### TASKS TO CARRY OUT
• a. In the poetry interview, why does the speaker say the most a poet can do is stay open, receptive, and flexible? Answer in one to three sentences.
• b. Carry the poetry interview forward from its final sentence.

### PAGE TEXT
Lastly, what is it, in the end, that you are trying to do with poetry? Are you trying to accomplish anything, find anything, define anything? Or is it largely a discovery, a kind of spirituality of language, or just something you are compelled to do?
I am much, much more interested in the question of what poetry is trying to do with me. If one accepts Spicer's basic argument—that we are instruments—then the most one can do is try to remain open, receptive, flexible. Pay attention. Listen.
I hardly ever know what I am going to write more than a line or two before writing (if that; sometimes it's a real tightrope shuffle, word by word). For me, the joy of composition lies precisely in discovery: I don't know what I mean until I see what I say, as the old saw maintains.

### DATASET EXCERPT
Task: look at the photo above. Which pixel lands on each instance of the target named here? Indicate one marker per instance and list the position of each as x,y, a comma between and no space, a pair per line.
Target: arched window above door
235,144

### ANSWERS FOR THE TASKS
• a. The speaker accepts Spicer's basic argument that poets are instruments. If that is so, a poet cannot direct the work and can only remain open, pay attention, and listen.

• b.
As for the spiritual, G. K. Chesterton put it this way: "It is not a question of Theology. It is a question of whether, placed as sentinel of an unknown watch, you will whistle or not."
About the Interviewer
Sean Patrick Hill is the author of The Imagined Field (Paper Kite Press) and Interstitial (BlazeVOX). He was recently awarded a Zoland Fellowship at the Vermont Studio Center and is currently attending the Warren Wilson College MFA Program for Writers. He lives in Kentucky.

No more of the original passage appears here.